# INSTRUCTIONS TO FOLLOW:
Retype all of the listing exactly, passing over any picture you find.

[Opening RECORDED DATA section]

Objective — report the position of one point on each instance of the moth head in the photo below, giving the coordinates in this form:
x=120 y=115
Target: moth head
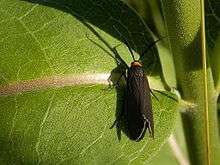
x=136 y=64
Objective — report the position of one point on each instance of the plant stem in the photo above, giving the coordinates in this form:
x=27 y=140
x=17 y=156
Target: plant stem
x=183 y=18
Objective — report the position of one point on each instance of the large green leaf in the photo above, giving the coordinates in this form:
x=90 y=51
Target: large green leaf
x=45 y=117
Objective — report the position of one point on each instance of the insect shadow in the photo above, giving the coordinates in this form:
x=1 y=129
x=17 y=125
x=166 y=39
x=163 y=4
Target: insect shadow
x=134 y=114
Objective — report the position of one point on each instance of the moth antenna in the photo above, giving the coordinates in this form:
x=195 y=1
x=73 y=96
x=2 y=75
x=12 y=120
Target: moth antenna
x=125 y=41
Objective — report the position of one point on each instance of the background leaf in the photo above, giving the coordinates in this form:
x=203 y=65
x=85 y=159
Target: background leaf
x=68 y=125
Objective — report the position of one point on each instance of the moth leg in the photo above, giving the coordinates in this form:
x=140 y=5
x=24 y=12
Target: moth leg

[Closing RECORDED DATA section]

# TASK SOLUTION:
Objective — report the position of one point on each instance of the moth head in the photo below, giving the coordinates in this form:
x=120 y=115
Target: moth head
x=136 y=64
Objective — report the position of one point on each instance of the plant stem in the photo above, giving the coordinates in this form:
x=27 y=140
x=17 y=156
Target: plant stem
x=183 y=18
Objective — report the position of one point on each instance of the large green leaf in the photo above, giving the coordinates in this form:
x=90 y=51
Target: large green leaf
x=45 y=117
Objective — report the position of one point on each instance of the insect shadow in the photo above, giving the coordinates in this form:
x=1 y=129
x=17 y=125
x=166 y=39
x=163 y=4
Target: insect shadow
x=134 y=114
Objective — report the position of one point on each instance of the moth antenna in the photo above, giving the coordinates in this form:
x=195 y=1
x=73 y=96
x=2 y=75
x=12 y=120
Target: moth antenna
x=125 y=41
Objective — report the position of one point on each instance of the background leaf in the photo above, giving the coordinates in this form:
x=203 y=65
x=85 y=159
Target: background leaf
x=68 y=125
Objective — report the position of one point on each instance of the moth leg in the photo above, giving the coordinates in this form:
x=140 y=5
x=24 y=12
Target: moth leg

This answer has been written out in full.